DIRECTIVE 1: Name every factor that the Roth IRA calculator page below says the calculator does not include.

━━━ PASSAGE TO READ

Roth IRA Calculator
Project the tax-free growth of your Roth IRA at retirement
๐ฑ Your Roth IRA details
Last updated June 2026
Method: Annual compounding using the IRS 2025 IRA contribution limits ($7,000 base, $8,000 with the $1,000 catch-up at age 50+). Contributions are added at the start of each year and the balance grows at your chosen rate. Figures are for tax year 2025.
Included: Starting balance, capped annual contributions, compound growth, total contributions, total tax-free growth and a year-by-year schedule.
Not included: Roth IRA income (MAGI) eligibility limits, inflation, fees, employer plans, and state taxes. Qualified Roth withdrawals are tax-free at the federal level. Results are estimates, not tax or investment advice.
Roth IRA calculator: everything you need to know
A Roth IRA is one of the most powerful retirement accounts available because qualified withdrawals are completely tax-free. Here is what that looks like in practice: a 30-year-old with a $10,000 balance who contributes the 2025 maximum of $7,000 per year at a 7% average annual return would reach about $1,142,000 by age 65. Of that, roughly $245,000 is contributions and about $887,000 is growth you never pay federal income tax on. That tax-free compounding is the whole point of a Roth. All figures here are for tax year 2025.
How the projection is calculated
Each year the calculator adds your contribution (capped at the IRS limit), then grows the entire balance by your expected return:
Balancenext = (Balance + Contribution) × (1 + r) where r is your expected annual return as a decimal (7% = 0.07), repeated for every year from your current age to retirement. Because contributions are capped, the calculator applies the correct 2025 limit based on your age in each year. This is the same year-over-year compounding engine behind our Compound Interest Calculator - the Roth version simply layers the IRS contribution caps and the tax-free treatment on top.

━━━━━━

DIRECTIVE 2: Report each line of the rows that contains the string "texture", matching case.

━━━ RECORDS

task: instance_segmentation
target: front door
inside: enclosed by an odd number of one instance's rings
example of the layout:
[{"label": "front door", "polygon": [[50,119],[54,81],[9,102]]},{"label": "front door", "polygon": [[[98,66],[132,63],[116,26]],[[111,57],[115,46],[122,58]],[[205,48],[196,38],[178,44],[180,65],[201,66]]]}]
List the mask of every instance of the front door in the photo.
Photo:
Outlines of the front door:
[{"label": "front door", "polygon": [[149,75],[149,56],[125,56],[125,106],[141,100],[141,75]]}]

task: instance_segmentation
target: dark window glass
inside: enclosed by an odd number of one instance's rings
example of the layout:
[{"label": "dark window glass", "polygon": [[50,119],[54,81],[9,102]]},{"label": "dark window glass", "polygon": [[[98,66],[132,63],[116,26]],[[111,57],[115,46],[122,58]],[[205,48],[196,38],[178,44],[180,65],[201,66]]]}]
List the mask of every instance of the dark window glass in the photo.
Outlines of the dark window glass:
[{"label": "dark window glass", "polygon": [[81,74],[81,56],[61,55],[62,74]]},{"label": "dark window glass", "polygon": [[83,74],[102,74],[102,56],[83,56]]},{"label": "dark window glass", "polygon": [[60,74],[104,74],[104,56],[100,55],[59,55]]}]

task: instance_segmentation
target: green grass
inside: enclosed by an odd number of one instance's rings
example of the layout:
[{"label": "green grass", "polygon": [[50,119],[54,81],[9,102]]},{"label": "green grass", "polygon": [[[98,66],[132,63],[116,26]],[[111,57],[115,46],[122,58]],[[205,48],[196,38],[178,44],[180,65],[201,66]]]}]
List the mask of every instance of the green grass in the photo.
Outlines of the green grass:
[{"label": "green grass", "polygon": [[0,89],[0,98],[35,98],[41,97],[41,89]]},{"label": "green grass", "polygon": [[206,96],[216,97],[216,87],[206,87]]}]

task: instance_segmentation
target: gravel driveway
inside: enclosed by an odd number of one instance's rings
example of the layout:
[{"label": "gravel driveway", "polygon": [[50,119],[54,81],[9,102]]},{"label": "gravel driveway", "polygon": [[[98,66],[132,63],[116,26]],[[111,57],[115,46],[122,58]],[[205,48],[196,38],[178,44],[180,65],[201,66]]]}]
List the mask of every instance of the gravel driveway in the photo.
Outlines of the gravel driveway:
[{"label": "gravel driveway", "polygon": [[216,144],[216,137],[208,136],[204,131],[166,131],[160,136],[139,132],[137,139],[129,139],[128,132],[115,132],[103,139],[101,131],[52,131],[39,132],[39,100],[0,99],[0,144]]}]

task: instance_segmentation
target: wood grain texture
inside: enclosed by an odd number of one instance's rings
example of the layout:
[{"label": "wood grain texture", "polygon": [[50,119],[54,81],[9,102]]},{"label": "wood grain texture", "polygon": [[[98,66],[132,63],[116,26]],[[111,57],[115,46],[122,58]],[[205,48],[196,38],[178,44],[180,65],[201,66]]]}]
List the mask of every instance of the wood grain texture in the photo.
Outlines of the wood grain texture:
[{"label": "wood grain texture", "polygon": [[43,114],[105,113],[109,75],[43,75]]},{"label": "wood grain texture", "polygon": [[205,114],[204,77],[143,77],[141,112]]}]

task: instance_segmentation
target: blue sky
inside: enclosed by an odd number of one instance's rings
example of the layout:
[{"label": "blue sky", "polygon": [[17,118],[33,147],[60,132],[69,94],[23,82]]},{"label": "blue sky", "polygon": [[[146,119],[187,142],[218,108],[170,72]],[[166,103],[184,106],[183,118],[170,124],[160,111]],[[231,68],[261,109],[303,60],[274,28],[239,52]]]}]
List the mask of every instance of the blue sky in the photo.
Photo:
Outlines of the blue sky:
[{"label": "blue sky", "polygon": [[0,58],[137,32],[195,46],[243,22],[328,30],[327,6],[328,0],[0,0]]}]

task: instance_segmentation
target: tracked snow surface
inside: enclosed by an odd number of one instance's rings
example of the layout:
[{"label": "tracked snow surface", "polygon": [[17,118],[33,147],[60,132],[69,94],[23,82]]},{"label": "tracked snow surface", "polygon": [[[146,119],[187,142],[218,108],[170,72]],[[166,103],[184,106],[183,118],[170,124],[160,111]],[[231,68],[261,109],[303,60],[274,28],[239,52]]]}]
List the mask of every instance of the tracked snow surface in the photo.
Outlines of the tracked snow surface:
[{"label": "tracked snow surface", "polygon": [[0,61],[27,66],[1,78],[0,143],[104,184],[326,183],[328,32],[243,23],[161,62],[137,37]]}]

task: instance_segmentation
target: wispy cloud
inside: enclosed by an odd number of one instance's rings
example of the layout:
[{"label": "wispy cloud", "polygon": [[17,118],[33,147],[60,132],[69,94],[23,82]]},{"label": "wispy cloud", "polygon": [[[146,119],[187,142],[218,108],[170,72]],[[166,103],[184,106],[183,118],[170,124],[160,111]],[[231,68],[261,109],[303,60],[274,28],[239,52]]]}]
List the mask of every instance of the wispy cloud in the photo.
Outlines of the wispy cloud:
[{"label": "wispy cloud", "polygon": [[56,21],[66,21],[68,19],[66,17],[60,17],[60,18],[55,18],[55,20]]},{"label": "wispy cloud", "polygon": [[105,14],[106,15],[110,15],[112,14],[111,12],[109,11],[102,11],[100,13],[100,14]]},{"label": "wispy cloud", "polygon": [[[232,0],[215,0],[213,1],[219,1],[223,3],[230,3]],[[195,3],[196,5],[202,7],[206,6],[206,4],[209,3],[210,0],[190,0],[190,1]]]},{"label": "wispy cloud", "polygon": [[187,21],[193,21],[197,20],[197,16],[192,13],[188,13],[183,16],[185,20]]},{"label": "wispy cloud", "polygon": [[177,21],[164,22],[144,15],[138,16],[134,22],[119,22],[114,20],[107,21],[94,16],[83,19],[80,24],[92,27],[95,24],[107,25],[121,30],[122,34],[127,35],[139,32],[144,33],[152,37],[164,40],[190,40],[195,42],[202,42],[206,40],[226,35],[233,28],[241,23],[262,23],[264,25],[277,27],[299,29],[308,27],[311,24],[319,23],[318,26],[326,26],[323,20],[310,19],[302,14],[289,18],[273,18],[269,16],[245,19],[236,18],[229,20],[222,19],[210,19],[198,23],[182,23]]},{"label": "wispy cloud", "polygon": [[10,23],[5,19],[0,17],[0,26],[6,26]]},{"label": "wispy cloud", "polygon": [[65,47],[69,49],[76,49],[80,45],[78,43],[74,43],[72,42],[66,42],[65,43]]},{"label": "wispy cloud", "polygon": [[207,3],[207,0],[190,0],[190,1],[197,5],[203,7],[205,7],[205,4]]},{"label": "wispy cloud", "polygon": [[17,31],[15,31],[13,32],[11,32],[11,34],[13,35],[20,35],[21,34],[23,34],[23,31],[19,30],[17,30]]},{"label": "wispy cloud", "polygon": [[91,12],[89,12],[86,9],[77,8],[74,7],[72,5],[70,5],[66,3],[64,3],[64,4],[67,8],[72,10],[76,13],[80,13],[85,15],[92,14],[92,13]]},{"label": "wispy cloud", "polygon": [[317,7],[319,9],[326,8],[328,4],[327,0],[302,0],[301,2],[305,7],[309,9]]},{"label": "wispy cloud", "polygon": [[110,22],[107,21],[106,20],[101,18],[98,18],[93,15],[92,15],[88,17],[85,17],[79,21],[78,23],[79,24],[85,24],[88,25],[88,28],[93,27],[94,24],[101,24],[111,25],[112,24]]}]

━━━━━━

FULL OUTPUT 1:
- Roth IRA income (MAGI) eligibility limits
- Inflation
- Fees
- Employer plans
- State taxes

FULL OUTPUT 2:
target: wood grain texture
[{"label": "wood grain texture", "polygon": [[50,119],[54,81],[9,102]]},{"label": "wood grain texture", "polygon": [[[98,66],[132,63],[116,26]],[[111,57],[115,46],[122,58]],[[205,48],[196,38],[178,44],[180,65],[201,66]]]}]
List the mask of every instance of the wood grain texture in the photo.
Outlines of the wood grain texture:
[{"label": "wood grain texture", "polygon": [[43,114],[105,113],[109,75],[43,75]]},{"label": "wood grain texture", "polygon": [[205,114],[204,77],[143,77],[141,112]]}]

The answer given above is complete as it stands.